» Written instruction: Rewrite the items from the line with "Where can you spot the fence" through the end of the items, requests included, and shift every coordinate in the answers by -114.

(Object point labels)
[BEGIN]

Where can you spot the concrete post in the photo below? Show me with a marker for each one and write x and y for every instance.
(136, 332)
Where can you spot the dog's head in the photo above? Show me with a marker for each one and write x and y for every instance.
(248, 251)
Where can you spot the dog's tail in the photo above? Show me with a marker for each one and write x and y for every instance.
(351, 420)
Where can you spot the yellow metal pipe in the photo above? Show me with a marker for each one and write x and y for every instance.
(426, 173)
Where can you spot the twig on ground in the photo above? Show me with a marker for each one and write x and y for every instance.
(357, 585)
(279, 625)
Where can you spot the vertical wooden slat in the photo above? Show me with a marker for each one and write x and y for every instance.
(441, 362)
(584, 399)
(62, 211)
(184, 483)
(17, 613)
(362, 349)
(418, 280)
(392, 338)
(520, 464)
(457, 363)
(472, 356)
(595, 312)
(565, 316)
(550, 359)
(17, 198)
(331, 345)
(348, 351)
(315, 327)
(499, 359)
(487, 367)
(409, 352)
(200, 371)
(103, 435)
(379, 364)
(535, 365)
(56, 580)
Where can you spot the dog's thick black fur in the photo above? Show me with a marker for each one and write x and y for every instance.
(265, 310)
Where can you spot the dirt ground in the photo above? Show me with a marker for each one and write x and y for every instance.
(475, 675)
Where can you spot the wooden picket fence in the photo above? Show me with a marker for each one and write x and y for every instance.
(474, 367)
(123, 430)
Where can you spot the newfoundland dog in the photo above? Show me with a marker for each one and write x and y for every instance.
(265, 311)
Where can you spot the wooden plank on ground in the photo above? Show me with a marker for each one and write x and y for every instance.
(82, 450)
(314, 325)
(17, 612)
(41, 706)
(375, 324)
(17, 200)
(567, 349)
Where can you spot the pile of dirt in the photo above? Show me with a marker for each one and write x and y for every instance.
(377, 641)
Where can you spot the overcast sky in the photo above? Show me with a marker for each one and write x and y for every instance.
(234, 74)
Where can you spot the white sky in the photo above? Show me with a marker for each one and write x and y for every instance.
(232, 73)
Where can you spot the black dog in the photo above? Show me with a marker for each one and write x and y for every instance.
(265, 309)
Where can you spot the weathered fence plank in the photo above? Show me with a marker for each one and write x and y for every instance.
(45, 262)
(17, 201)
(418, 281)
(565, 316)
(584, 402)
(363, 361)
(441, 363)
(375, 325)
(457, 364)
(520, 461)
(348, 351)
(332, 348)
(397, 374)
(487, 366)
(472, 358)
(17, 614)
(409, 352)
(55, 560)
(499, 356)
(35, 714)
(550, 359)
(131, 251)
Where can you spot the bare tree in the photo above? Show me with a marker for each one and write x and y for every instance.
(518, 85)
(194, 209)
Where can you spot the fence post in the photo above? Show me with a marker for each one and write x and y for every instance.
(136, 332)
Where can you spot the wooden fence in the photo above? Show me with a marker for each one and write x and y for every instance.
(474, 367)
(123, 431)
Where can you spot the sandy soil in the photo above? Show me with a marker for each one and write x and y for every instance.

[END]

» Written solution:
Where can you spot the fence post in the photo above? Show me with a marker for each one and write x and y for every instance.
(22, 218)
Where can you spot the wooden fence in the photo above? Show me with a marker for each one and write x and y for every instance.
(360, 253)
(9, 317)
Where can you spot the sandy soil in the photo above? Show me with a marker for each one and write x and y for every instance.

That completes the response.